__REQUIREMENT__:
After finding the line that includes "Identify each instance of the flower" in the records below, transcribe it and each line after it through the last, exactly, and add nothing.

__EXTRACTED DATA__:
----------------------------------------

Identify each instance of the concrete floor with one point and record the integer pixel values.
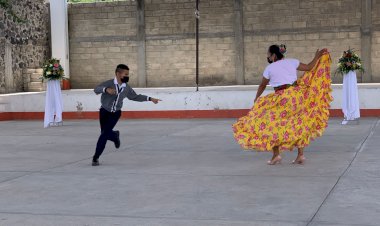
(184, 172)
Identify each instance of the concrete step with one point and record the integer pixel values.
(4, 107)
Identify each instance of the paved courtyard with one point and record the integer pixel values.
(184, 172)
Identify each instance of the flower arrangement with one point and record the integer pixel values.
(52, 70)
(350, 61)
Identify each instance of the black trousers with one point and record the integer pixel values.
(107, 121)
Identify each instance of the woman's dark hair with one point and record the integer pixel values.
(121, 67)
(275, 49)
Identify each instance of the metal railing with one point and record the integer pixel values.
(92, 1)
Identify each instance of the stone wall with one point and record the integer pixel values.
(156, 38)
(22, 45)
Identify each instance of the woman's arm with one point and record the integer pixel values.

----------------------------------------

__EXERCISE ANSWER__:
Identify each instance of the flower arrangement with one point and record the integer pixel values.
(52, 70)
(350, 61)
Identify each instance of the black trousers with one point and record the integer pixel values.
(107, 121)
Identify each instance of the woman's dark hair with one point and record the integer pixel values.
(121, 67)
(275, 49)
Identify each instance of the metal railing with one point and record the integer pixel values.
(92, 1)
Identify each instance of the stone wall with one point and record the integer pixel values.
(156, 38)
(22, 45)
Identify each instance of the woman's arm with one point and record the integer pixel values.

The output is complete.